## Exercise task
Set out every line of the rows below as a single JSON list of strings, one string per line, and leave out any blank lines.

## Input for this task
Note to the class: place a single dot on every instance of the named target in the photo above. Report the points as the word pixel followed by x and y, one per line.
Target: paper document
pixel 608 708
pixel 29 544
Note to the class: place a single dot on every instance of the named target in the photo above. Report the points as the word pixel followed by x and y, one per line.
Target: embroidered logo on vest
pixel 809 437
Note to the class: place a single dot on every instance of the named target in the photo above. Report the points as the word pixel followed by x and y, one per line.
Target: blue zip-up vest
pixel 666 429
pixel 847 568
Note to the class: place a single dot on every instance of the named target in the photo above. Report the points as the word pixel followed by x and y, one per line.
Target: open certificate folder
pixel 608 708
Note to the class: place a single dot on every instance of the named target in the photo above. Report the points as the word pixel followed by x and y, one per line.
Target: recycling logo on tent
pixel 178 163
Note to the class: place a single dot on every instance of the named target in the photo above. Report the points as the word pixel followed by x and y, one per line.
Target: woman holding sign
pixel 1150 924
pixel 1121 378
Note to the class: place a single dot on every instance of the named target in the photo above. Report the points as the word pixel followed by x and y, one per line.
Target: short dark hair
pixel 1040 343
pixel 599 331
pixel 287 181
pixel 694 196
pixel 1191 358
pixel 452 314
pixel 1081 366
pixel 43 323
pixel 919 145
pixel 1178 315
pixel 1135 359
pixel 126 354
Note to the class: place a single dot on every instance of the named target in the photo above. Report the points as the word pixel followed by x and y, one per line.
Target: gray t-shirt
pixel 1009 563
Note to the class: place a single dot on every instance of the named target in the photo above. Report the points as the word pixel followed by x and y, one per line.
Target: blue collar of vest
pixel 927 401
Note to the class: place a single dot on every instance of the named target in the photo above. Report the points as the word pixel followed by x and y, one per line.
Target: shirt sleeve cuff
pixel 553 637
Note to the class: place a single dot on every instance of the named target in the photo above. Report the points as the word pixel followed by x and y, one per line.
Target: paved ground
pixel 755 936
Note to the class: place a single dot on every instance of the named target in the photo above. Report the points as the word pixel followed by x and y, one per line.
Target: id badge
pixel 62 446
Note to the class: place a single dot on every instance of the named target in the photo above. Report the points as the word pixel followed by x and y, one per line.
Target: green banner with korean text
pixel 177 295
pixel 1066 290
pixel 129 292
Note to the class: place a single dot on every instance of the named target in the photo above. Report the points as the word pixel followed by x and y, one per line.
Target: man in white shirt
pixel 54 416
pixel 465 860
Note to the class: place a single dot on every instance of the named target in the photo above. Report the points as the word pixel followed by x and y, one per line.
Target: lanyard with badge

## Output below
[
  "Note to the class: place a single dot on every instance of the named target in the photo above. Report the points as the word pixel followed by x and y, one per line.",
  "Target: paper document",
  "pixel 608 708",
  "pixel 29 544",
  "Note to the class: place a single dot on every instance of the named target in the photo above. Report the points as the word pixel followed by x and y, one per line.",
  "Target: embroidered logo on vest",
  "pixel 809 437",
  "Note to the class: place a single dot on every instance of the named target in the photo above. Report the points as the word pixel followed by x and y, one per line.",
  "Target: blue zip-up vest",
  "pixel 666 429",
  "pixel 847 568",
  "Note to the class: place a single dot on every instance of the named target in the photo above. Report the points as the word pixel followed by x and y, one per line.",
  "Target: open certificate folder",
  "pixel 608 708",
  "Note to the class: place a single dot on every instance of the named target in the photo above. Report the points as the word pixel followed by x and y, one per line.",
  "Target: recycling logo on tent",
  "pixel 178 163",
  "Note to the class: place a single dot on every instance of the named target in the photo above. Report the points as the word pixel followed by x and y, one per line.",
  "Target: woman holding sign",
  "pixel 1150 924",
  "pixel 1121 378",
  "Note to the class: place a single dot on every instance of the named target in the photo above. Report the points as the word pixel followed by x and y, one per line.",
  "Target: short dark hair",
  "pixel 1040 343",
  "pixel 599 331",
  "pixel 287 181",
  "pixel 694 196",
  "pixel 1191 358",
  "pixel 452 314",
  "pixel 1081 366",
  "pixel 43 323",
  "pixel 919 145",
  "pixel 1178 315",
  "pixel 1135 359",
  "pixel 126 354",
  "Note to the class: place a single dot on every instance of the named target in the photo above. Report the points as the word pixel followed by x and y, one per line.",
  "Target: gray t-shirt",
  "pixel 1009 563",
  "Note to the class: place a single dot on every instance of the named target in the photo above. Report the points as the word pixel followed by x and y, one per line.",
  "Target: blue collar of vest",
  "pixel 927 401",
  "Note to the class: place a single dot on every instance of the named target in the photo above. Report the points as the word pixel followed by x and y, one per line.",
  "Target: shirt sleeve cuff",
  "pixel 553 637",
  "Note to the class: place a single dot on every instance of the named target in the photo above. Report the points as the word pixel followed by x and y, one per line.",
  "Target: paved ground",
  "pixel 755 936",
  "Note to the class: place a single dot on every instance of the named target in the photo above. Report the points as the word pixel followed by x and y, one per line.",
  "Target: id badge",
  "pixel 62 446",
  "Note to the class: place a single dot on every instance of the named target in the photo above. Report the points as the word pixel followed by x and y, one per line.",
  "Target: green banner with korean text",
  "pixel 177 295",
  "pixel 1066 290",
  "pixel 129 292",
  "Note to the class: place a single dot on every instance of the named target in the photo above. Report the points as the word pixel followed by x and y, one per line.",
  "Target: man in white shirt",
  "pixel 54 416",
  "pixel 465 860",
  "Note to the class: place a single dot on every instance of the named target in the photo above. Report the points as the word pixel followed by x and y, one per line.",
  "Target: lanyard with badge"
]